(TEXT SEGMENT)

Introduction

Olfactory training (OT) is an innovative, non-invasive intervention targeted to rehabilitation of olfactory dysfunction. Cumulative evidence suggests its effectiveness in the treatment of patients with olfactory loss due to various reasons [1,2,3,4,5,6,7,8,9,10]. OT is also helpful in inhibiting olfactory decline related to aging [11, 12]. Neural changes following OT have been reported for peripheral [13] and central parts of the olfactory system [14,15,16]. Based on the observed changes in messenger ribonucleic acid (mRNA), and protein expression, recent studies suggest that one mechanism explaining the accelerated olfactory system recovery as the consequence of OT relates to an initial stimulation of olfactory receptors followed by neurogenesis or enhanced synaptogenesis wherein olfactory ensheathing cells play an important role [17].

After the discovery that smell loss is a specific symptom of COVID-19 [18,19,20,21,22,23], olfactory rehabilitation methods received more scientific attention. Although proven to be successful, OT still needs standardization of its protocol. One of the urgent questions is whether more intense training, increasing activation of olfactory receptor neurons (ONRs), can lead to better clinical outcomes. To date, attempts to verify this hypothesis yielded mixed results: OT with multiple set of different odors was reported more efficient in patients with post-infectious olfactory loss [8] while another study showed that using multi-compound mixtures of odors did not significantly boost OT effects [2]. Yet, increasing activation of ORNs can be accomplished in another way—by increasing the frequency of odor exposures per day during OT.

The aim of this study was to test the hypothesis that the increased frequency of OT yields more pronounced effects. The study included both patients and healthy controls who trained with either standard intensity, i.e., sniffing odors twice a day, or an intense sniffing four times a day. We hypothesized that more frequent olfactory stimulation would be associated with improvement of olfactory [10], cognitive [12], and emotional [24,25,26] functions in our subjects.

(End TEXT SEGMENT)
(DATASET CONTENT)

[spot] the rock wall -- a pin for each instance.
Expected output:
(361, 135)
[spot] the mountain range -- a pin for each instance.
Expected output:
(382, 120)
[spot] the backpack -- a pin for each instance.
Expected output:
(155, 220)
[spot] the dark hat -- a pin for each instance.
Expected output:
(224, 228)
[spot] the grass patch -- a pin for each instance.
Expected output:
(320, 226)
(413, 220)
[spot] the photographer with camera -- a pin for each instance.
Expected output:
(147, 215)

(End DATASET CONTENT)

## TASK LIST
(1) Reproduce verbatim the part of the olfactory training introduction starting with "After the discovery" and going on through "day during OT.".
(2) Extend the introduction on olfactory training, picking up after its final sentence.

## ANSWER SECTION
(1)
After the discovery that smell loss is a specific symptom of COVID-19 [18,19,20,21,22,23], olfactory rehabilitation methods received more scientific attention. Although proven to be successful, OT still needs standardization of its protocol. One of the urgent questions is whether more intense training, increasing activation of olfactory receptor neurons (ONRs), can lead to better clinical outcomes. To date, attempts to verify this hypothesis yielded mixed results: OT with multiple set of different odors was reported more efficient in patients with post-infectious olfactory loss [8] while another study showed that using multi-compound mixtures of odors did not significantly boost OT effects [2]. Yet, increasing activation of ORNs can be accomplished in another way—by increasing the frequency of odor exposures per day during OT.

(2)
Methods

Participants

We determined sample size by utilizing G*Power software [27]. Within the repeated-measures design with between-within group interactions (described in detail in “Statistical approach” section), to obtain power of 0.80 with alpha level set to 0.05 to detect moderate effects of f = 0.25, the projected sample size was at least 48 subjects. Patients were referred from general practitioners and ENT specialists, while control sample was recruited by the means of personal contact and fliers distributed at the University clinic. Inclusion criteria for patients were: TDI score below 30.75 points [28] and idiopathic or post-infectious or post-traumatic olfactory loss. For healthy controls, exclusion criteria were: Sniffin’ Sticks score below 30.75 points, regular smoking, pregnancy, and acute or chronic sinonasal diseases and other diseases likely to impede the sense of smell [29]. Due to the possibility of dropouts in our sample, 65 subjects were invited to participate. Of those, 10 did not complete the study procedure (i.e., did not show up for the post-training measurement). Excluded subjects were not different from those who remained in the study in terms of sex χ2(1) = 0.003, p = 0.96, age, t(63) = 0.92, p = 0.36, but their sense of smell, quantified with the total Sniffin’ Sticks score at study entry, was significantly worse (M = 20.9 ± 9.0) than those subjects who remained in the study (M = 27.8 ± 9.8). Fifty-five participants completed the two measurements (before and after OT). The sample comprised 28 females and 27 males in age ranging from 32 to 85 years (M = 58.2 ± 11.3 years). Sample characteristics are presented in Table 1. Twenty-six participants were classified as anosmic or hyposmic (9 with idiopathic olfactory loss; 13 with post-infectious olfactory loss, and 4 with post-traumatic olfactory loss) and 29 participants were classified as normosmic (classification criterion is described in “Procedure” section) [28]. Thirty-two participants performed a standard training regimen (two training sessions per day) and 23 participants performed an intense training regimen (four training sessions per day).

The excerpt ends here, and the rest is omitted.